**DATA FOR PROCESSING**.
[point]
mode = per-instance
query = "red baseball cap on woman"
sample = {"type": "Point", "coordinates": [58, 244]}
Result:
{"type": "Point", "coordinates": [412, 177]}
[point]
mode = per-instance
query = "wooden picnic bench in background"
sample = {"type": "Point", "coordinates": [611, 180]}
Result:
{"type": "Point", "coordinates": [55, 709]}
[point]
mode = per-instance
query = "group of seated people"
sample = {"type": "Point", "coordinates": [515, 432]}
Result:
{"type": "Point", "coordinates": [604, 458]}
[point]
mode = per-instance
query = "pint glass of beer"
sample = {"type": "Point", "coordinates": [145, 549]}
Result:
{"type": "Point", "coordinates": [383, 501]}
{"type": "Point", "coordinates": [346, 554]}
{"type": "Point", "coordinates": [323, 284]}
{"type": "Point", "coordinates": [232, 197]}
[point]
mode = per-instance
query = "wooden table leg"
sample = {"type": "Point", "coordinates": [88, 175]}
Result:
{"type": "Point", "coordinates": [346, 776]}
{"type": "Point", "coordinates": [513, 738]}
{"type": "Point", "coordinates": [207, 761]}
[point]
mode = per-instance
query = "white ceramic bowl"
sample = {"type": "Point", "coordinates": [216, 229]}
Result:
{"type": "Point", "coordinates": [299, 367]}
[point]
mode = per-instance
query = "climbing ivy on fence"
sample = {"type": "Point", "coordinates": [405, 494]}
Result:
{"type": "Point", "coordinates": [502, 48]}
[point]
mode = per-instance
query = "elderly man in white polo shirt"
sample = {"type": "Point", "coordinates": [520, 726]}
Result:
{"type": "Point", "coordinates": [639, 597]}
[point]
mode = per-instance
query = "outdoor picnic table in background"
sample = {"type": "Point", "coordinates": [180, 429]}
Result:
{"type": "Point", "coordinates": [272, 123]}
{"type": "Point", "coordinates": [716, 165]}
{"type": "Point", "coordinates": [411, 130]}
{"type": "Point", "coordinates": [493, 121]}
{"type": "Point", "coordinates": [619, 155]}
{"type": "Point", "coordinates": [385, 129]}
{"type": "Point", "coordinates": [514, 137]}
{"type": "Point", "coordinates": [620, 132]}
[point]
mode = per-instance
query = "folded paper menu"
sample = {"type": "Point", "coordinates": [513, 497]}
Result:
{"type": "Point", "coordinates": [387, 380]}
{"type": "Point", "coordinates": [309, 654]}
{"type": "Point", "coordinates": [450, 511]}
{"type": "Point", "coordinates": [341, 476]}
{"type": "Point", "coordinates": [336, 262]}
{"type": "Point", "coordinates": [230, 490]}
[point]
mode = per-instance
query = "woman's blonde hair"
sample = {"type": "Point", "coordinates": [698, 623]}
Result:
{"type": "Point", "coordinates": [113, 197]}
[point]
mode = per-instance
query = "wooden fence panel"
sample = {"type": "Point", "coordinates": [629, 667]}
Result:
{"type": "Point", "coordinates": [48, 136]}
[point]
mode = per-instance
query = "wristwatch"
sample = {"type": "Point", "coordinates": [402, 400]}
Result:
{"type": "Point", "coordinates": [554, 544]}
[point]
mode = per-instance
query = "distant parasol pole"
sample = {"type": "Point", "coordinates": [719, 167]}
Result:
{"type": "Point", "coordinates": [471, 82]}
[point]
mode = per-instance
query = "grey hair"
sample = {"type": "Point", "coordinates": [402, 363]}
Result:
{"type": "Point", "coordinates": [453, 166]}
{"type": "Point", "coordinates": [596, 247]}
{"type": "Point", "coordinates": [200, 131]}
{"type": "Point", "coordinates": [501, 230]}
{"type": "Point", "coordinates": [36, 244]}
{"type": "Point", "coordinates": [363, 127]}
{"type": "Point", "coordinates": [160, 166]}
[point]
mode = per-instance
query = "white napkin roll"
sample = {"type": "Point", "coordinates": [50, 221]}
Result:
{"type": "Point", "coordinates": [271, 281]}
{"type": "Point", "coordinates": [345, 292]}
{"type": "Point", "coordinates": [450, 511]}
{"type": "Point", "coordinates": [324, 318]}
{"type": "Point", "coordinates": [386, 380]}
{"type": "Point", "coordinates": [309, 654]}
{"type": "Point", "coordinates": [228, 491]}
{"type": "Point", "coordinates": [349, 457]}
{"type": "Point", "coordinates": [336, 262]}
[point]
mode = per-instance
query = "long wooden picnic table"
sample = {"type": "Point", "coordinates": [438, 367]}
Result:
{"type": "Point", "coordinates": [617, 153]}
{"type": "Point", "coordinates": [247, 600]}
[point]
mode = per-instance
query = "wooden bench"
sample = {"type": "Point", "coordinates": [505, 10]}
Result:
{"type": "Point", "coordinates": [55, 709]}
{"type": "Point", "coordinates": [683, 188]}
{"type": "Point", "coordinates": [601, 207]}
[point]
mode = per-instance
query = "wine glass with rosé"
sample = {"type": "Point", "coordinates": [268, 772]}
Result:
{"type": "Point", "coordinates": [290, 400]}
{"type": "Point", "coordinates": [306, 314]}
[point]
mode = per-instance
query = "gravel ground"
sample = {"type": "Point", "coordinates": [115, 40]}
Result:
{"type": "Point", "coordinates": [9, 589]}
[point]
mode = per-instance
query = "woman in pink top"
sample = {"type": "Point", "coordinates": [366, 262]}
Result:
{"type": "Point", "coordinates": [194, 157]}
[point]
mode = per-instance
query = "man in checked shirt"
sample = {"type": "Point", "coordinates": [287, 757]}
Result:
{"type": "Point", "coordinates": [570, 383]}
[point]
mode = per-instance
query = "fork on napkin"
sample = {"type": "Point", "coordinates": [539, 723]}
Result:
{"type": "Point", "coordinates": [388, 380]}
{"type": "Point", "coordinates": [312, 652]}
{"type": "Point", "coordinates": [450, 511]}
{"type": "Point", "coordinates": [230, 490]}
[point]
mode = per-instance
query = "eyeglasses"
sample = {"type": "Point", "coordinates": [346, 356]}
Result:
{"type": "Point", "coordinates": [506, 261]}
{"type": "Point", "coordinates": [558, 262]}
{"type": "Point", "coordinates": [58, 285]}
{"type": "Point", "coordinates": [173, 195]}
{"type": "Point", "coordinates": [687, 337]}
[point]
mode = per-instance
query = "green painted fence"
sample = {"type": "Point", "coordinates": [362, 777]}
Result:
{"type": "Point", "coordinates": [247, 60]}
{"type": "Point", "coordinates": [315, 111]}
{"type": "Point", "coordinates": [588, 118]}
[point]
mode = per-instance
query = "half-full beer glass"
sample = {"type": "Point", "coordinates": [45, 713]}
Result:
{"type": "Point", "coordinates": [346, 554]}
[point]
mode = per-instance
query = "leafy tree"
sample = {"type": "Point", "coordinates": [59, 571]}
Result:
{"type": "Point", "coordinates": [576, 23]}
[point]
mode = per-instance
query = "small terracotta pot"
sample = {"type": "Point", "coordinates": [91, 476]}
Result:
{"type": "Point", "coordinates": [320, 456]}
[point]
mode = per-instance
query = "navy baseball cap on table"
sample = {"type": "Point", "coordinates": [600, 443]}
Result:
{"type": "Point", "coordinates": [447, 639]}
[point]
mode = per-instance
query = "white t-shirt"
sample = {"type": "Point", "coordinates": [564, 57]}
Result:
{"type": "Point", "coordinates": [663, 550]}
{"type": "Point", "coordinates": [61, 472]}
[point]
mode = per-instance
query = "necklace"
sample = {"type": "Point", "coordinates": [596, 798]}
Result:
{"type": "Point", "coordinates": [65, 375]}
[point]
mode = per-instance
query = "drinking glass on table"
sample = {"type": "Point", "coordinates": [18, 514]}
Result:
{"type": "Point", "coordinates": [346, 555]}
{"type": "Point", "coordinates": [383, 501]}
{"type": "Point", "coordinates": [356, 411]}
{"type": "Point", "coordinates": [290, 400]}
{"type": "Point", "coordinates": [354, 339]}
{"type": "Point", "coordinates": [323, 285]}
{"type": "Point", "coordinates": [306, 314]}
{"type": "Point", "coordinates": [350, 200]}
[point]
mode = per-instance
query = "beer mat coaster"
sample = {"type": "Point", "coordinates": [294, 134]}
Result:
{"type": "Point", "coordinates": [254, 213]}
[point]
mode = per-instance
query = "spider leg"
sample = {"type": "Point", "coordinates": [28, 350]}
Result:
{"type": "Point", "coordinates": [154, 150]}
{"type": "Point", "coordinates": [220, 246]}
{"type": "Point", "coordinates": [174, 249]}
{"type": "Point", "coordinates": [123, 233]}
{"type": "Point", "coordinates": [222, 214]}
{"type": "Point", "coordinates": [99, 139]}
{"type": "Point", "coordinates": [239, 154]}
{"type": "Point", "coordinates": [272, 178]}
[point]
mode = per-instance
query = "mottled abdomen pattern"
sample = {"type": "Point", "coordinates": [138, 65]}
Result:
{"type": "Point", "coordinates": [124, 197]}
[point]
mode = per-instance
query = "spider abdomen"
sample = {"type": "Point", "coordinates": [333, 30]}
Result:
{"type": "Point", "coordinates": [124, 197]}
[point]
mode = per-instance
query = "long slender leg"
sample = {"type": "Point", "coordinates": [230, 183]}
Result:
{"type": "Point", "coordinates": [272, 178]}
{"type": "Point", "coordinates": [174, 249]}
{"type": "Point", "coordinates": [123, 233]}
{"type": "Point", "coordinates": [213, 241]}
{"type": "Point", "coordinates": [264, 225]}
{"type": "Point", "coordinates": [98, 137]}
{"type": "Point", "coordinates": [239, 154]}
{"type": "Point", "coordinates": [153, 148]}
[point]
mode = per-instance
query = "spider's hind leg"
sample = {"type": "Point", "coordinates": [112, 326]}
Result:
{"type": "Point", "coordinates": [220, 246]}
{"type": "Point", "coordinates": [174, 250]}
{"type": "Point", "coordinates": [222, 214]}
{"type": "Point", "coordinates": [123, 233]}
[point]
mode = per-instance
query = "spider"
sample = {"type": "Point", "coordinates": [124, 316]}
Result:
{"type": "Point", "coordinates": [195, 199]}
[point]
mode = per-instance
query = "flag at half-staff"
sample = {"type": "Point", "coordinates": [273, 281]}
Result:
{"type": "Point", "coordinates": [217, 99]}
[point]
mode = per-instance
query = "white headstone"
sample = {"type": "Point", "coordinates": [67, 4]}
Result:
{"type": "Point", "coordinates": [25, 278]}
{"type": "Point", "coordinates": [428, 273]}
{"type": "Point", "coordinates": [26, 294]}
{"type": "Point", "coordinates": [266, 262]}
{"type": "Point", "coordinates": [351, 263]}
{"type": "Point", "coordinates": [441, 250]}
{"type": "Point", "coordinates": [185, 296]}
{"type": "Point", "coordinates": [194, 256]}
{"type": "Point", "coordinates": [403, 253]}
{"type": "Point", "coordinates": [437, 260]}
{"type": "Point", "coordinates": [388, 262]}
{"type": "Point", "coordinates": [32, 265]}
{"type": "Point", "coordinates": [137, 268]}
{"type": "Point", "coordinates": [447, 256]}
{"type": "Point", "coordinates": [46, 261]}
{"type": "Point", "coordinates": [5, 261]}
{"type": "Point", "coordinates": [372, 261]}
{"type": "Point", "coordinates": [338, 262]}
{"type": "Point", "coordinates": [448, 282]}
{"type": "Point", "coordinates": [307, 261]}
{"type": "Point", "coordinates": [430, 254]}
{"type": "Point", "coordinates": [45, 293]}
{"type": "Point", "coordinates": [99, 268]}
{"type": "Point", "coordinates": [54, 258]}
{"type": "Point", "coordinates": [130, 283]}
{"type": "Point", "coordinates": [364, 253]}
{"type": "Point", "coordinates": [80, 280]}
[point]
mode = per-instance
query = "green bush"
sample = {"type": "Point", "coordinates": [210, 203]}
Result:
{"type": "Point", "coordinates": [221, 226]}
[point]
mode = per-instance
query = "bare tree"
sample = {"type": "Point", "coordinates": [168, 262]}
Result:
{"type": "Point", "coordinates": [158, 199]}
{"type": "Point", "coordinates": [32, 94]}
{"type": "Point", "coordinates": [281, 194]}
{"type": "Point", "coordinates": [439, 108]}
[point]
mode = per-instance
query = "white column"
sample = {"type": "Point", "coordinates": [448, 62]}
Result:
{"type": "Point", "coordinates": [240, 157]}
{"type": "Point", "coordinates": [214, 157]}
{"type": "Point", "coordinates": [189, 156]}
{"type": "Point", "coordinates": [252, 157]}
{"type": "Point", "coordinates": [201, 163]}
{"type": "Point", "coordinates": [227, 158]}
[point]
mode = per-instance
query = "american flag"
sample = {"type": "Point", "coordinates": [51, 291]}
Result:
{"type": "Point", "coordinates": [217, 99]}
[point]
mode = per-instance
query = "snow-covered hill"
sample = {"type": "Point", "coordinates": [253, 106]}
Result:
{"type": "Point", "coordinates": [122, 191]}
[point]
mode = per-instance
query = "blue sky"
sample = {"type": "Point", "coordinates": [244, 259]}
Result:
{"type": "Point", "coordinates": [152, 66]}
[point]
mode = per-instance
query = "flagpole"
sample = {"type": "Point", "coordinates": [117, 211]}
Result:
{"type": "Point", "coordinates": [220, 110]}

**GOAL OF THE EXERCISE**. State how many lines of the records above contain the string "picnic", treating uppercase and lowercase as different. Reply with the number alone.

**RESULT**. 3